§ WHAT THE EXERCISE ASKS: Could you return all of the records exactly, minus their images?

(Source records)

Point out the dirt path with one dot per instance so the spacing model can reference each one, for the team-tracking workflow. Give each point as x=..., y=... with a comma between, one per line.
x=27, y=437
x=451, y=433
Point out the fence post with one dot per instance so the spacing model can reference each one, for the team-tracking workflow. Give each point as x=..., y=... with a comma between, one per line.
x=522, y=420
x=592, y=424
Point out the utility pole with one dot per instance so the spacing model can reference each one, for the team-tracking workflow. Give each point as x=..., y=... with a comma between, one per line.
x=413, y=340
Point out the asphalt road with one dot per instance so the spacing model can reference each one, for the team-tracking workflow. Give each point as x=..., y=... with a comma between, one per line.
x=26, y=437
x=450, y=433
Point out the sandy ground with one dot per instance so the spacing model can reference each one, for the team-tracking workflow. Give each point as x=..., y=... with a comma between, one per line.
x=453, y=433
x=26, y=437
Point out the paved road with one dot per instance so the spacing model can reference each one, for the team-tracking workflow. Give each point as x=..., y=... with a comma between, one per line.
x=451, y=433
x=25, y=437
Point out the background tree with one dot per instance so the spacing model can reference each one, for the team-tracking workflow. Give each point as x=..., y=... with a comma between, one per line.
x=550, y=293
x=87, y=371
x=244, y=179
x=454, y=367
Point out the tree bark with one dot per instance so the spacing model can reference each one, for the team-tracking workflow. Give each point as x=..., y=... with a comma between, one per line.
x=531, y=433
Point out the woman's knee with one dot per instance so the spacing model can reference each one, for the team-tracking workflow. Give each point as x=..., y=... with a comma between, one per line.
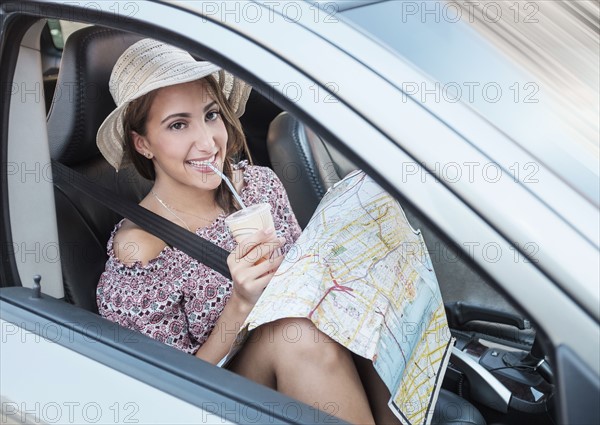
x=299, y=340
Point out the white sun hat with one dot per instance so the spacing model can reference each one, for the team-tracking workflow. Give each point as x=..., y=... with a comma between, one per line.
x=149, y=65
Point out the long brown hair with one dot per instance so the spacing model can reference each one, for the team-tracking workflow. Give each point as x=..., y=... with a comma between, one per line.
x=136, y=117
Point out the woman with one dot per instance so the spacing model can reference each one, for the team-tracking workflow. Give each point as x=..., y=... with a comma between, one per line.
x=172, y=117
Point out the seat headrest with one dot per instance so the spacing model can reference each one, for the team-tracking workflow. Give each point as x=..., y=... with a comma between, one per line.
x=81, y=99
x=306, y=164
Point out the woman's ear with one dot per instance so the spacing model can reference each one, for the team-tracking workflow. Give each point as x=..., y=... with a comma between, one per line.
x=141, y=144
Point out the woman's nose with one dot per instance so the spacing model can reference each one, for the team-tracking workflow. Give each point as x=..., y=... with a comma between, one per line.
x=203, y=139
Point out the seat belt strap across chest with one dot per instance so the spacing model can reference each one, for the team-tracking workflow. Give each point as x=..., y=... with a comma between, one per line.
x=193, y=245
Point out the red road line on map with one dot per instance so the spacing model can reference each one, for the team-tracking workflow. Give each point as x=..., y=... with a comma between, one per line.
x=336, y=287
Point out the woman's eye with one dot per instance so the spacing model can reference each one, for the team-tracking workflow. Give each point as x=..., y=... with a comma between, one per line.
x=177, y=125
x=212, y=115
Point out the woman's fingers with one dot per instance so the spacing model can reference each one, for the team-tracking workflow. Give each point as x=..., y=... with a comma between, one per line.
x=259, y=245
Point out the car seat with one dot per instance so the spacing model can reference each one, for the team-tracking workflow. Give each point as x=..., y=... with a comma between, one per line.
x=308, y=166
x=80, y=103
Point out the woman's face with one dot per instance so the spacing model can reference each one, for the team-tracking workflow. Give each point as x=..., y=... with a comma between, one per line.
x=183, y=131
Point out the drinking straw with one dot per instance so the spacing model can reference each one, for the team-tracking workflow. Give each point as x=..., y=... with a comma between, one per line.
x=224, y=177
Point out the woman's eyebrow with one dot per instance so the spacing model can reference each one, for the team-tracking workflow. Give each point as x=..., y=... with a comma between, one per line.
x=178, y=114
x=187, y=114
x=210, y=105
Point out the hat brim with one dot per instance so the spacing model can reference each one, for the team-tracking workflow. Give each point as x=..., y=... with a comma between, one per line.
x=110, y=138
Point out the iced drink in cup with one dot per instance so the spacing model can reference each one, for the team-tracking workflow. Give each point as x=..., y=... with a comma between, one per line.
x=250, y=220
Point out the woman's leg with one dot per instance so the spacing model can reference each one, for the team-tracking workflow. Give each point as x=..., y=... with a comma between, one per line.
x=378, y=393
x=294, y=357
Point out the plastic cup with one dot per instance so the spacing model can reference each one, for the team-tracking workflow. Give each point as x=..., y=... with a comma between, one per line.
x=249, y=220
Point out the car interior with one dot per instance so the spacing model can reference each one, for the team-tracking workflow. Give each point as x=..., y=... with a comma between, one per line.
x=495, y=374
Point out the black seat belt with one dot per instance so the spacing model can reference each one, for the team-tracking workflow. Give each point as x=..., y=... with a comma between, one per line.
x=193, y=245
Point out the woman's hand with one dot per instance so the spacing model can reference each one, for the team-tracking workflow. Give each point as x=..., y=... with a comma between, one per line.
x=252, y=264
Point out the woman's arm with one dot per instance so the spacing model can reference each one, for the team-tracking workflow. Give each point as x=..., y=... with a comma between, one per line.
x=249, y=281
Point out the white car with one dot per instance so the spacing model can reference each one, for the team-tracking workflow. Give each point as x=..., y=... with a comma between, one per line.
x=481, y=119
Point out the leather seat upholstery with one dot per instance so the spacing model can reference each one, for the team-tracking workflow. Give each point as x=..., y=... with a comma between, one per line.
x=308, y=166
x=80, y=104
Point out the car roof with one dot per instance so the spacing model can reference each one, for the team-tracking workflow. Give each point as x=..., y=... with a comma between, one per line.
x=530, y=70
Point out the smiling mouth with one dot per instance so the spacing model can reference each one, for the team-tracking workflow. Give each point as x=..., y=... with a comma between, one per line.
x=204, y=164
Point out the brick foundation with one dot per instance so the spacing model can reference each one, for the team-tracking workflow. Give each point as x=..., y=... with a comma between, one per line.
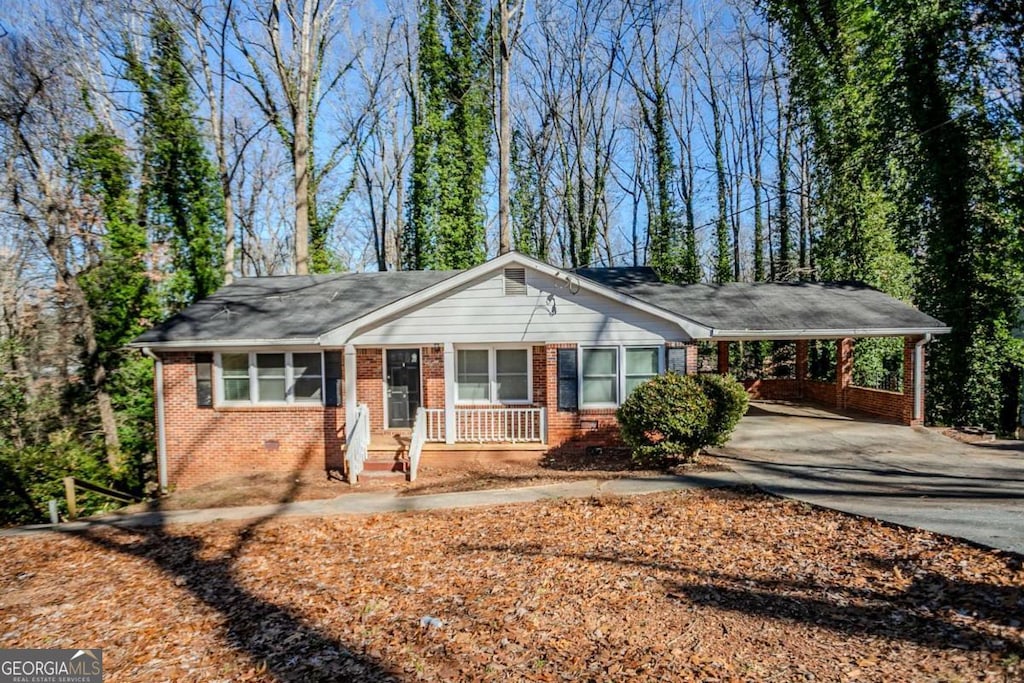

§ EXERCISE RESPONSE:
Point out the dirt path with one dot per instance so the spacing model can reference each one, for the team-tracking workflow. Give each point as x=..., y=... with a comma between, one per line.
x=27, y=437
x=451, y=433
Point out the fence post with one dot per instance so the spacing model can reference each one, for the team-tracking workflow. Give each point as x=..., y=... with a comma between, one per line.
x=522, y=420
x=592, y=424
Point out the utility pole with one dot per instance so the spacing model can reference each one, for the team-tracking workflow. Give each point as x=..., y=... with a comma between, one per line.
x=413, y=340
Point out the asphalt road with one dot per instance so the spacing model can reference each one, for the team-tracking workflow. Give each point as x=..., y=... with a comma between, one per line.
x=26, y=437
x=450, y=433
Point out the sandy ground with one dot per instance so the spacing model can reference each one, for the team-tracking workflow. Give each point as x=..., y=... with a comma between, one per line.
x=453, y=433
x=26, y=437
Point out the paved road with one dot per instance so the spacing model can reference each one, for the team-tracking workflow. Give each point as x=..., y=... with a comma between, one per line.
x=451, y=433
x=25, y=437
Point out the background tree with one dot per instance so the spacing model can reference each one, for the team-tracking workflow. Give each point as x=..., y=... with a comma between, one per line.
x=550, y=293
x=87, y=371
x=244, y=179
x=454, y=367
Point out the tree bark with one dot per instance so the spacing model can reference each one, for the team-tracking workflow. Give each point as x=..., y=... with a comma between, one per line.
x=531, y=433
Point out the woman's knee with one dot per instance so the spacing model can reference each one, for the team-tracking workflow. Give each point as x=..., y=... with a comma between, one per line.
x=299, y=340
Point out the white sun hat with one dot per instance so the spacing model can reference each one, for the team-tracking workflow. Give each point as x=..., y=... with a comma between, one per line.
x=149, y=65
Point out the long brown hair with one dot per instance so the spacing model can reference each one, for the team-tracking workflow. Give each point as x=..., y=... with a comma between, one per line.
x=136, y=117
Point out the woman with one dot per instance so the spacing model can reference each one, for the team-tracking workflow. Give each point as x=..., y=... with a comma between, one per line.
x=172, y=117
Point out the seat headrest with one dot per instance so the spacing model can reference each one, for the team-tracking workflow. Give each point as x=..., y=... with a comma between, one per line.
x=81, y=99
x=306, y=164
Point out the woman's ear with one dot per instance so the spacing model can reference each one, for the team-tracking workflow. Give each point as x=..., y=... with a comma between, one per line.
x=141, y=144
Point out the woman's nose with one dot per instance so the spacing model can reference each one, for the team-tracking workflow. Give each point as x=..., y=... with a comma between, one per line.
x=203, y=139
Point out the seat belt strap across chest with one dot per instance so the spacing model can reference each one, for the team-tracking workflow. Give each point as x=..., y=... with a comma between, one per line.
x=193, y=245
Point out the red road line on map with one dot per instance so the spacing model can reference each one, for the team-tracking workflow. Give each point as x=..., y=... with a comma between, one per line.
x=336, y=287
Point out the woman's eye with one dot per instance so the spacing model can reference each one, for the team-tracking workflow. Give each point as x=..., y=... with a comma between, one per line.
x=177, y=125
x=212, y=115
Point out the woman's fingers with one dot per instance so the spacing model can reference each one, for the team-tracking workflow. Give each point as x=..., y=... with a comma between, one per line.
x=259, y=245
Point out the car seat with one dot per instance so the spacing model can reference each one, for the team-tracking workflow. Give each point as x=..., y=... with a comma between, one per line.
x=308, y=166
x=80, y=103
Point out the woman's face with one dot per instance so the spacing model can reference each one, for the team-tracking workflow. Give each point as x=..., y=... with a comma between, one per line.
x=183, y=131
Point out the drinking straw with one dot per instance so the spacing model can reference each one, for the team-tracking workflow. Give each point as x=..., y=... with a comma between, one per line.
x=224, y=177
Point out the woman's eyebrow with one dot per instance so the spacing model can reference each one, for the team-tracking workflow. Give each point as x=..., y=... with a comma between, one per line.
x=178, y=114
x=187, y=114
x=210, y=105
Point out the hat brim with one dot per instance so the spacing model can reference each one, for the team-tracking workflow. Give each point as x=..., y=... with a comma between, one per line.
x=110, y=138
Point out the iced drink in cup with one dot per instance so the spacing model can reference each one, for the team-tracking workflow. Give each point as x=..., y=... with a comma between, one per line.
x=250, y=220
Point out the woman's leg with one dot per instance so the spacing model can reference each one, for the team-tracking workflow. Give each point as x=..., y=... with a comma between, one per line.
x=378, y=393
x=294, y=357
Point out the plastic cup with one dot per instance so the spacing model can reference each one, for the team-tracking workflow. Give each point as x=..., y=... with a comma between, one per line.
x=249, y=220
Point out the car interior with one dot per instance so the spacing model can reference each one, for the team-tracking workflow. Give each point as x=..., y=... with a comma between, one per line.
x=495, y=374
Point out the black seat belt with one dot per instance so the spacing model can reference each one, for the team-tracking workflow. Give each point as x=..., y=... with a comma between, one per line.
x=193, y=245
Point out the woman's hand with one dot per instance so the spacing model can reference each one, for the team-tracking workflow. Give each point as x=..., y=... with a comma between, one per line.
x=252, y=264
Point out the woman's arm with one dot per instance so the spacing model can reference each one, for the team-tracking workflow. Give each point as x=..., y=... with a comma between, one per line.
x=249, y=281
Point out the white car with one dot per instance so the spacing model can reference each one, for the team-tracking workflow. Give each point as x=..., y=... with a comma between, one per line.
x=481, y=119
Point out the leather seat upholstery with one dot per instance so the spacing model can reference each one, for the team-tracking workflow. Give each point as x=..., y=... with a comma between, one per line.
x=308, y=166
x=80, y=104
Point out the car roof with one dot per instance so the spacing model can reference each one, for the team-tracking workflow. Give each point as x=..., y=... with a comma between, one per line.
x=530, y=70
Point out the smiling mouth with one dot per instance so the spacing model can reference each one, for the team-tracking workflow. Give each point as x=..., y=... with a comma between, one per line.
x=204, y=164
Point out the brick foundation with one dot per instance so the spacing model can reference each one, for the team-tracking workflow. Give each point as x=..., y=... with a comma between, one per line.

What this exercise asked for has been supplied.